(Records of labeled points)
----

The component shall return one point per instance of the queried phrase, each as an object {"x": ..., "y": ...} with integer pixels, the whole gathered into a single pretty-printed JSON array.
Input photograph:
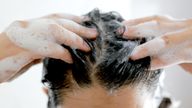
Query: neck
[{"x": 97, "y": 97}]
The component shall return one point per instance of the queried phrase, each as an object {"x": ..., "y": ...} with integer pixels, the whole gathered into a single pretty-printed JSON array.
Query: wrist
[{"x": 8, "y": 48}]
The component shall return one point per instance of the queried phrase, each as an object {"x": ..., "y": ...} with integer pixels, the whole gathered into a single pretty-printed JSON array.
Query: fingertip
[
  {"x": 66, "y": 56},
  {"x": 91, "y": 33},
  {"x": 138, "y": 53},
  {"x": 129, "y": 33}
]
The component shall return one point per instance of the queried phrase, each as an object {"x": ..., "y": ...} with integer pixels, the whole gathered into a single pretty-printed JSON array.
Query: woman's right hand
[
  {"x": 172, "y": 43},
  {"x": 39, "y": 38}
]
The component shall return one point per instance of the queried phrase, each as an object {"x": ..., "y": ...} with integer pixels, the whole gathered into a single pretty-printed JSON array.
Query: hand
[
  {"x": 172, "y": 43},
  {"x": 42, "y": 37}
]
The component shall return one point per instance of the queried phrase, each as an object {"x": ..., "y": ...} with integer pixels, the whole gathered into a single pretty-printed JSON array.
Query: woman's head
[{"x": 107, "y": 64}]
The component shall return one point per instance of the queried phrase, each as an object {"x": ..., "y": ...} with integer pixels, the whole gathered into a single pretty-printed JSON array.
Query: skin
[
  {"x": 25, "y": 41},
  {"x": 172, "y": 43}
]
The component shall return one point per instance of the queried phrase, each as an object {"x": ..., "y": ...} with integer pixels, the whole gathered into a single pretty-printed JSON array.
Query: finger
[
  {"x": 68, "y": 38},
  {"x": 74, "y": 18},
  {"x": 187, "y": 67},
  {"x": 157, "y": 18},
  {"x": 148, "y": 29},
  {"x": 148, "y": 49},
  {"x": 151, "y": 29},
  {"x": 56, "y": 51},
  {"x": 77, "y": 28},
  {"x": 158, "y": 63},
  {"x": 11, "y": 65}
]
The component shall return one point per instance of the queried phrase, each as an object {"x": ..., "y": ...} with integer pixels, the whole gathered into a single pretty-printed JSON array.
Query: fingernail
[
  {"x": 86, "y": 46},
  {"x": 93, "y": 32},
  {"x": 128, "y": 32},
  {"x": 68, "y": 60},
  {"x": 134, "y": 55}
]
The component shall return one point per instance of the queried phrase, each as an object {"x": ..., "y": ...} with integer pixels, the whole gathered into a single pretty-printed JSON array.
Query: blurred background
[{"x": 26, "y": 92}]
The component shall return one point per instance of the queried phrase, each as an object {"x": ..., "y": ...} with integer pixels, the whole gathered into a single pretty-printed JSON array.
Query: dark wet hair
[{"x": 108, "y": 62}]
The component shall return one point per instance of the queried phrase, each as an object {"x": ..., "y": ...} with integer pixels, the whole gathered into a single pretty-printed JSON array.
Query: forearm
[{"x": 7, "y": 48}]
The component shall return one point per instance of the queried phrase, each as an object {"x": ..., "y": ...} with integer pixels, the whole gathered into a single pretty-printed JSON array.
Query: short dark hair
[{"x": 108, "y": 62}]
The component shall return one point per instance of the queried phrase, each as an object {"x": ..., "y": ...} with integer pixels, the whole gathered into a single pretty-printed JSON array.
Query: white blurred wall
[{"x": 25, "y": 92}]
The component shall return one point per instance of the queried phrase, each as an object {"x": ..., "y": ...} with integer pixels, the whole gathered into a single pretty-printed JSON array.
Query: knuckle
[{"x": 166, "y": 39}]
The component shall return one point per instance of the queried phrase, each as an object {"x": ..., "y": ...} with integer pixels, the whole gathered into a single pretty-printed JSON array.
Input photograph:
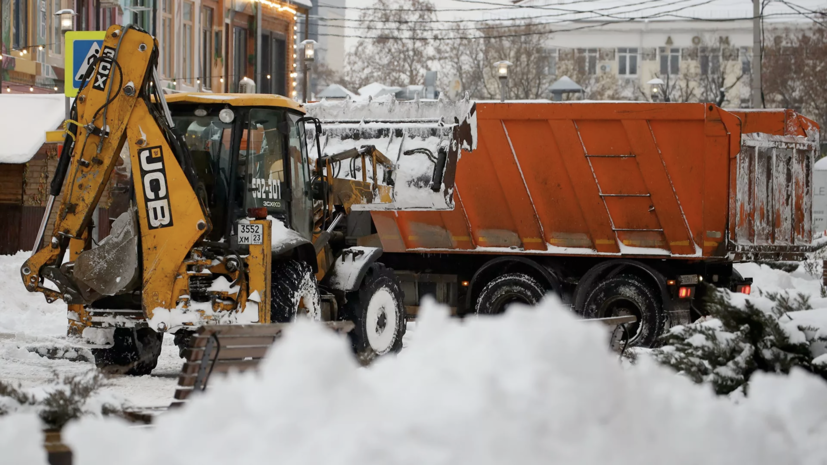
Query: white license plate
[{"x": 250, "y": 234}]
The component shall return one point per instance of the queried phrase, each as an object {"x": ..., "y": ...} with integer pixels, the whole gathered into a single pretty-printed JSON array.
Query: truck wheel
[
  {"x": 294, "y": 291},
  {"x": 377, "y": 309},
  {"x": 135, "y": 355},
  {"x": 507, "y": 289},
  {"x": 628, "y": 295}
]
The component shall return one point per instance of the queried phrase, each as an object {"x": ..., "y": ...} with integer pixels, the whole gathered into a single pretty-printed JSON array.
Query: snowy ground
[
  {"x": 28, "y": 323},
  {"x": 536, "y": 386}
]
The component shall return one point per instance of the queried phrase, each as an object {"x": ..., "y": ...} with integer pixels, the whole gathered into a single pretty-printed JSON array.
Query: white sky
[
  {"x": 698, "y": 8},
  {"x": 353, "y": 14}
]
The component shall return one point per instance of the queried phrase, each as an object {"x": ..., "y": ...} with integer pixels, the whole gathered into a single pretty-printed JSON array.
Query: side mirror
[{"x": 284, "y": 128}]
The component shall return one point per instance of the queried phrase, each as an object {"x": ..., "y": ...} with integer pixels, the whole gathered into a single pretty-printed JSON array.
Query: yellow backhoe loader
[{"x": 220, "y": 215}]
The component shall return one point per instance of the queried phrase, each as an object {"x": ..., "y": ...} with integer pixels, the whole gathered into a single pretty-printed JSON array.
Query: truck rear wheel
[
  {"x": 377, "y": 309},
  {"x": 294, "y": 291},
  {"x": 628, "y": 295},
  {"x": 133, "y": 354},
  {"x": 507, "y": 289}
]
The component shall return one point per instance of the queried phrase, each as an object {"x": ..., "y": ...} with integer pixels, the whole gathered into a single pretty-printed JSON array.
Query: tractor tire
[
  {"x": 378, "y": 311},
  {"x": 628, "y": 295},
  {"x": 507, "y": 289},
  {"x": 294, "y": 292},
  {"x": 135, "y": 352}
]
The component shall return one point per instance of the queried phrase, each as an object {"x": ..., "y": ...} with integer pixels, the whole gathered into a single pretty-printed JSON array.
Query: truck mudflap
[{"x": 771, "y": 197}]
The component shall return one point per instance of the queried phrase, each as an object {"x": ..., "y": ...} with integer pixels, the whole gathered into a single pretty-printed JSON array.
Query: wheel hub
[{"x": 382, "y": 321}]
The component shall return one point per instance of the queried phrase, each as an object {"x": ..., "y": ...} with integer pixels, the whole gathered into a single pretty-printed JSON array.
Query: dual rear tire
[{"x": 616, "y": 296}]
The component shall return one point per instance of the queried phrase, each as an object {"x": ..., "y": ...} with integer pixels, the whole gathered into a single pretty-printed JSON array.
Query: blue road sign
[{"x": 81, "y": 49}]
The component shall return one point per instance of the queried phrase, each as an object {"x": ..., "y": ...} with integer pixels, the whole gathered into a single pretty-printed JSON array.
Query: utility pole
[
  {"x": 1, "y": 46},
  {"x": 757, "y": 101}
]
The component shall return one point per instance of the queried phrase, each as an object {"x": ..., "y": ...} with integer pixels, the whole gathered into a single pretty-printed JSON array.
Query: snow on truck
[{"x": 618, "y": 208}]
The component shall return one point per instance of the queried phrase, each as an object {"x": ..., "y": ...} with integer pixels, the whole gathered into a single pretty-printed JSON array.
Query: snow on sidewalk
[
  {"x": 28, "y": 323},
  {"x": 532, "y": 386}
]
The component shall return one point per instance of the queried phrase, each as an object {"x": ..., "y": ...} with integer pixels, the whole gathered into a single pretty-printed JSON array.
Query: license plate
[{"x": 250, "y": 234}]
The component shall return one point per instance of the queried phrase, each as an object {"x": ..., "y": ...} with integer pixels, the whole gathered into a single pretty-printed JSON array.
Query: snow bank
[
  {"x": 24, "y": 122},
  {"x": 532, "y": 386},
  {"x": 21, "y": 440},
  {"x": 23, "y": 311}
]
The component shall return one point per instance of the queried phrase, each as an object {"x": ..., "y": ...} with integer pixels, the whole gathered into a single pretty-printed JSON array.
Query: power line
[
  {"x": 562, "y": 21},
  {"x": 796, "y": 8},
  {"x": 531, "y": 33}
]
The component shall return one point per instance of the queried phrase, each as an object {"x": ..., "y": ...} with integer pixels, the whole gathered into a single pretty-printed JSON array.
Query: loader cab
[{"x": 250, "y": 154}]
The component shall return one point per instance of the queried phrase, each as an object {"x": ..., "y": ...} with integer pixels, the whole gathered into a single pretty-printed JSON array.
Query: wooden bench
[{"x": 225, "y": 348}]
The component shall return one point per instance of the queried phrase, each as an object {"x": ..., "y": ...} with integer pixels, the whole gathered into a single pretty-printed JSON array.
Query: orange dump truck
[{"x": 619, "y": 208}]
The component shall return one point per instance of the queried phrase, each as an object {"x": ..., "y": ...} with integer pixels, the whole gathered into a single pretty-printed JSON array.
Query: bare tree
[
  {"x": 463, "y": 61},
  {"x": 795, "y": 73},
  {"x": 523, "y": 46},
  {"x": 397, "y": 52}
]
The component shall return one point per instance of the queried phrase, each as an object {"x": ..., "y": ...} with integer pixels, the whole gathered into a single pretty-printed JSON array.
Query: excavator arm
[{"x": 121, "y": 102}]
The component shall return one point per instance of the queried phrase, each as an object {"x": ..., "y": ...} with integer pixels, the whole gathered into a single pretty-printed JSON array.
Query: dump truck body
[
  {"x": 631, "y": 179},
  {"x": 617, "y": 208}
]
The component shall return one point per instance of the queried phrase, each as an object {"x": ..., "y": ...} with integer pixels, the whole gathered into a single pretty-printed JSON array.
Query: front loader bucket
[{"x": 423, "y": 140}]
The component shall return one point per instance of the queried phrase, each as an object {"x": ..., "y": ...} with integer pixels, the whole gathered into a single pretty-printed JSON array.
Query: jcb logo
[
  {"x": 156, "y": 194},
  {"x": 104, "y": 68}
]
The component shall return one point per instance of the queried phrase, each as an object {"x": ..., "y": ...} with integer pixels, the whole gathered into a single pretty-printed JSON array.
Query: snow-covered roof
[
  {"x": 24, "y": 120},
  {"x": 656, "y": 10},
  {"x": 335, "y": 91},
  {"x": 565, "y": 84},
  {"x": 303, "y": 3},
  {"x": 376, "y": 89}
]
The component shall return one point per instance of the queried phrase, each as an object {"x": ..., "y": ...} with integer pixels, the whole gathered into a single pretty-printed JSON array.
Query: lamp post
[
  {"x": 309, "y": 57},
  {"x": 502, "y": 74},
  {"x": 656, "y": 88},
  {"x": 67, "y": 23}
]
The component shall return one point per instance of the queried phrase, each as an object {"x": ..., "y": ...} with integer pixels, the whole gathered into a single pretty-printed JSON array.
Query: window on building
[
  {"x": 239, "y": 56},
  {"x": 746, "y": 60},
  {"x": 139, "y": 13},
  {"x": 56, "y": 36},
  {"x": 206, "y": 45},
  {"x": 587, "y": 60},
  {"x": 167, "y": 56},
  {"x": 670, "y": 60},
  {"x": 187, "y": 43},
  {"x": 20, "y": 31},
  {"x": 627, "y": 61},
  {"x": 710, "y": 59}
]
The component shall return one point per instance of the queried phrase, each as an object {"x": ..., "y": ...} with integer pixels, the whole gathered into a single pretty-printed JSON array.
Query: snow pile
[
  {"x": 21, "y": 440},
  {"x": 63, "y": 399},
  {"x": 24, "y": 122},
  {"x": 532, "y": 386},
  {"x": 34, "y": 347}
]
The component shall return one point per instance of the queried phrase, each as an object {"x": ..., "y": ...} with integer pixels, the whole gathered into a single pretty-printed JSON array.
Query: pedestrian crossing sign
[{"x": 81, "y": 49}]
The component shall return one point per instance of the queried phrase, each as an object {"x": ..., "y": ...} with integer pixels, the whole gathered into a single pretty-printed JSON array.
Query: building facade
[
  {"x": 206, "y": 45},
  {"x": 326, "y": 25},
  {"x": 615, "y": 48}
]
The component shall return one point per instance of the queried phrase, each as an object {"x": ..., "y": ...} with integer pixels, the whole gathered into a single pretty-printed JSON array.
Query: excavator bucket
[{"x": 422, "y": 139}]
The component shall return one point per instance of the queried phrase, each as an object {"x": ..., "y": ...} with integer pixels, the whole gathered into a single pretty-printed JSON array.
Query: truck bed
[{"x": 633, "y": 179}]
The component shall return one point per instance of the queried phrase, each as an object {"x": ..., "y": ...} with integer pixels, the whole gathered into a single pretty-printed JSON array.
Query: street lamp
[
  {"x": 657, "y": 87},
  {"x": 67, "y": 19},
  {"x": 309, "y": 57},
  {"x": 502, "y": 74},
  {"x": 67, "y": 23}
]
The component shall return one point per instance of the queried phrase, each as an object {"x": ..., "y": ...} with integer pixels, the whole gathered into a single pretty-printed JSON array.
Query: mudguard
[{"x": 350, "y": 267}]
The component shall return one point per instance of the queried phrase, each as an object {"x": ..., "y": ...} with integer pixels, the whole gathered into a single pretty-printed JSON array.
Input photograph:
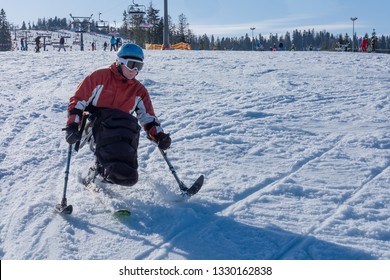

----

▶ _Direction_: Extract from the records every line that contains the word "truck", and copy each one unchanged.

▶ _Worked answer_:
Query: truck wheel
Query: truck rear wheel
Query: truck mudflap
Query: snow on truck
Query: orange dump truck
Query: dump truck body
Query: truck bed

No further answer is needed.